In full and word for word, give the records again.

== Segment start ==

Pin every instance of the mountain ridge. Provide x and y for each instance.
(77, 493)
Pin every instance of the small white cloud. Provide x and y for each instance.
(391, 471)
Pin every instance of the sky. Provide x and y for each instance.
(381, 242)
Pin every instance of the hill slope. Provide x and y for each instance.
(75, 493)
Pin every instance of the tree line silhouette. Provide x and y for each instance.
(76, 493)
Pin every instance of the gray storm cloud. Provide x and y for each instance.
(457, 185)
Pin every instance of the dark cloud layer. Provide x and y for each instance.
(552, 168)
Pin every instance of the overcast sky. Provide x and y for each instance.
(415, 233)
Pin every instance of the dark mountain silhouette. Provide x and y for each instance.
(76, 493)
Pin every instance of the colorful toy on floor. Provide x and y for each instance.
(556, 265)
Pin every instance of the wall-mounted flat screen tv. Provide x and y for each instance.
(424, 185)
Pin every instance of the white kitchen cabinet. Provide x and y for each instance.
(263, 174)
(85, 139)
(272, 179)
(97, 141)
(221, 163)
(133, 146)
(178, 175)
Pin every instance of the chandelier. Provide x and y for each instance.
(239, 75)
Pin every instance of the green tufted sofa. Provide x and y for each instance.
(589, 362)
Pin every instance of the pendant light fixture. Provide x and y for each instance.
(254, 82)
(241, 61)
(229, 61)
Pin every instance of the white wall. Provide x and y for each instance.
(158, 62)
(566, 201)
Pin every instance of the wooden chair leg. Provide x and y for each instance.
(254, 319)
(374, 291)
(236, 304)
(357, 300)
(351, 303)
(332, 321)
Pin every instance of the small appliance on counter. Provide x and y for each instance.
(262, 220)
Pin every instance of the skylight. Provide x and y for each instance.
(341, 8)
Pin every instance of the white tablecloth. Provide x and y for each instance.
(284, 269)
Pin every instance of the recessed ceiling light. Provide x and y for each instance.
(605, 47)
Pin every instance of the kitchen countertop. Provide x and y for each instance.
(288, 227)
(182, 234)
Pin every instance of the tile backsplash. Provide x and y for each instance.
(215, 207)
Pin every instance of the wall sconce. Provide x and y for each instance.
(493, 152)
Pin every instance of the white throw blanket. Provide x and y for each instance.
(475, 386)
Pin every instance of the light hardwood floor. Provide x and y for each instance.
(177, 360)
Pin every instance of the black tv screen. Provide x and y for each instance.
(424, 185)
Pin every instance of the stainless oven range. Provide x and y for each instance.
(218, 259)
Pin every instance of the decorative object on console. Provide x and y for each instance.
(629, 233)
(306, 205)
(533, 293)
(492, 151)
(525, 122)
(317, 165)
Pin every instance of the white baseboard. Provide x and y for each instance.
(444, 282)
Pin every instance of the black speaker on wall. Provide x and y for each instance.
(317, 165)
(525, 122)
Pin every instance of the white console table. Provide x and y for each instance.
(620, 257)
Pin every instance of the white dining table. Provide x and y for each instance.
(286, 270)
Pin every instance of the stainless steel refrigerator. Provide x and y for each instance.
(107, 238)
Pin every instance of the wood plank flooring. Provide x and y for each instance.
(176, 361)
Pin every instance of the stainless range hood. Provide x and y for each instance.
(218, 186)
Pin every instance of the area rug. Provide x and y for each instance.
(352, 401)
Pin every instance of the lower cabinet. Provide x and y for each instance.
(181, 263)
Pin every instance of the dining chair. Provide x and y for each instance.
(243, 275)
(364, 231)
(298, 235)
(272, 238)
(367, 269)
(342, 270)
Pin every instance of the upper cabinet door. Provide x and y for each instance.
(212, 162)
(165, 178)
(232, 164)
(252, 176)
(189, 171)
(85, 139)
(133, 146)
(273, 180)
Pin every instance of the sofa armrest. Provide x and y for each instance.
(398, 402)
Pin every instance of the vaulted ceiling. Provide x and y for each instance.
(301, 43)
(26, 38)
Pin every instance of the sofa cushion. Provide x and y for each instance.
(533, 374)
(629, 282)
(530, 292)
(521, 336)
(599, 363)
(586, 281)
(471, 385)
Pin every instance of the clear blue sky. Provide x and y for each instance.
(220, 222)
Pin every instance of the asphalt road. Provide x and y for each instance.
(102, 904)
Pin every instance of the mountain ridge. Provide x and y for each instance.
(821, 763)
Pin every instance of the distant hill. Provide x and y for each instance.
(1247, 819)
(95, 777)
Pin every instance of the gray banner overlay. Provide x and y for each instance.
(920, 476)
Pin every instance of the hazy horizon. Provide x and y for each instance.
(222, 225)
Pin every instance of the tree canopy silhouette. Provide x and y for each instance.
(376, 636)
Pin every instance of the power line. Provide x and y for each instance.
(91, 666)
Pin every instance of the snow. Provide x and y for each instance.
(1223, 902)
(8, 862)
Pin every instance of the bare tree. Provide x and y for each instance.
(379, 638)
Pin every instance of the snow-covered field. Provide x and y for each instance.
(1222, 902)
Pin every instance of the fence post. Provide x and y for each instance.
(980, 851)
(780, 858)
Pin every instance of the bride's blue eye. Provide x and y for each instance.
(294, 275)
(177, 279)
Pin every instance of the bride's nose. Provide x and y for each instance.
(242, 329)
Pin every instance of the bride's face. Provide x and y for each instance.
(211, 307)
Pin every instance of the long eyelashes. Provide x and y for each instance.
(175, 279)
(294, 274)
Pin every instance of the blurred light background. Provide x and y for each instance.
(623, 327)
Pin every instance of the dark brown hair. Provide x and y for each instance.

== Segment end ==

**Expected output:**
Pin every instance of the mountain ridge. Provide x and y for each instance.
(77, 493)
Pin every instance of the small white cloud. Provide x and y for each instance.
(391, 471)
Pin every instance of the sky. Provide x and y for each instance.
(381, 242)
Pin every instance of the hill slope. Provide x and y for each instance.
(75, 493)
Pin every instance of the tree line silhouette. Provide x and y for each instance.
(76, 493)
Pin every instance of the gray storm cloud. Provide x and y for each instance.
(457, 185)
Pin every instance of the dark cloud layer. Provide x and y for each instance.
(552, 168)
Pin every instance of the overcast sky. Provide x and y for each instance.
(415, 233)
Pin every instance of the dark mountain silhouette. Provide x and y for each instance.
(76, 493)
Pin every instance of the colorful toy on floor. Provide x and y for each instance.
(556, 265)
Pin every instance of the wall-mounted flat screen tv. Provide x and y for each instance.
(424, 185)
Pin every instance of the white kitchen cabinet. Provide x and y for each instance.
(263, 174)
(85, 139)
(272, 179)
(97, 141)
(221, 163)
(133, 146)
(178, 175)
Pin every instance of the chandelier. Provide x and y for each instance.
(239, 75)
Pin every instance of the green tufted sofa. Provide x and y for each instance.
(589, 362)
Pin every instance of the pendant light fixture. Provide x and y for each instance.
(254, 82)
(241, 61)
(229, 61)
Pin every instance of the white wall. Provide x and y for each instance.
(158, 62)
(566, 201)
Pin every instance of the wooden chair leg. Provide x and y for each instance.
(254, 319)
(374, 291)
(236, 304)
(357, 300)
(351, 303)
(332, 321)
Pin every instance of the small appliance on counter. Provide x and y for each instance.
(262, 220)
Pin every instance of the skylight. Provide x and y for each instance.
(341, 8)
Pin every instance of the white tablecloth. Provide x and y for each instance.
(284, 269)
Pin every instance of the recessed ceiling light. Provide x and y for each instance.
(605, 47)
Pin every instance of the kitchen countertop. Provide x and y for each instance.
(288, 227)
(182, 234)
Pin every instance of the tile backsplash. Provide x and y for each instance.
(215, 207)
Pin every instance of the wall sconce. Provide x and y for each instance.
(493, 152)
Pin every instance of the white throw blanket. Provide x and y for each instance.
(475, 386)
Pin every instance of the light hardwood floor. Provide x and y for each instance.
(177, 360)
Pin every instance of the black tv screen. Provide x and y for each instance.
(424, 185)
Pin every instance of the stainless oven range. Provide x and y for each instance.
(218, 259)
Pin every instance of the decorative object on console. Provide x and y for each instance.
(629, 233)
(306, 205)
(533, 293)
(492, 151)
(525, 122)
(317, 165)
Pin every instance of the white baseboard. Provide x and y for each instance.
(444, 282)
Pin every instance of the black speaker on wall. Provide x and y for each instance.
(317, 165)
(525, 122)
Pin every instance of the white console table. Provide x and y for each instance.
(620, 257)
Pin every instance of the white dining table. Provide x and y for each instance.
(286, 270)
Pin every instance of the stainless steel refrigerator. Provide x and y for each instance.
(107, 238)
Pin every instance of the wood plank flooring. Provide x and y for each instance.
(176, 361)
Pin every instance of the stainless range hood. Provide x and y for each instance.
(218, 186)
Pin every instance of the area rug. Provide x and y for each instance.
(352, 401)
Pin every instance of the lower cabinet. Provide x and y for each instance.
(181, 263)
Pin every instance of the dining chair. Provide x and y for each instance.
(243, 275)
(364, 231)
(298, 235)
(272, 238)
(367, 269)
(342, 270)
Pin every instance of the upper cabinet door. Provide x and y for each instance.
(212, 162)
(165, 178)
(232, 164)
(252, 176)
(189, 171)
(85, 139)
(133, 146)
(273, 180)
Pin every instance of the sofa armrest. Provide x and y for each instance.
(398, 402)
Pin every instance of the vaulted ceiling. Provide x and y for each instance.
(301, 43)
(26, 38)
Pin every instance of the sofa cushion. Provide x and y for each instance.
(533, 374)
(629, 282)
(530, 292)
(521, 336)
(599, 363)
(586, 281)
(471, 385)
Pin every instance of the clear blue sky. Provide x and y for each instance.
(220, 222)
Pin every instance of the asphalt road. Provide x and y for each instance.
(102, 904)
Pin every instance of the mountain ridge. Provide x and y for each instance.
(821, 763)
Pin every instance of the distant hill. Provide x and y for each instance.
(1247, 819)
(95, 777)
Pin every instance of the gray banner overlay. Provide x and y for each instance.
(920, 476)
Pin every instance of the hazy horizon. Provide x and y for each instance.
(222, 225)
Pin every instance of the tree canopy silhouette. Provide x and y for each instance.
(376, 636)
Pin every instance of the power line. Provide x and y for each instance.
(91, 666)
Pin every instance of the snow. Provide x and y for each instance.
(1223, 902)
(8, 862)
Pin every instance of the bare tree. Provide x and y for each instance.
(379, 638)
Pin every instance of the snow-covered field. Provide x and y for each instance.
(1222, 902)
Pin every instance of the fence post. Provide x and y for each instance.
(980, 851)
(780, 858)
Pin every instance of the bride's blue eye. Provide x and y for each instance.
(294, 275)
(177, 279)
Pin every instance of the bride's nose. Provide x and y for each instance.
(242, 329)
Pin every instance of the bride's face. Provide x and y for each instance.
(211, 307)
Pin every instance of the long eyelashes. Provide x and y for each instance.
(175, 279)
(294, 274)
Pin every instance of the blurred light background. Provide x and y for each instance.
(623, 327)
Pin every instance of the dark brown hair. Provide x and y for each instance.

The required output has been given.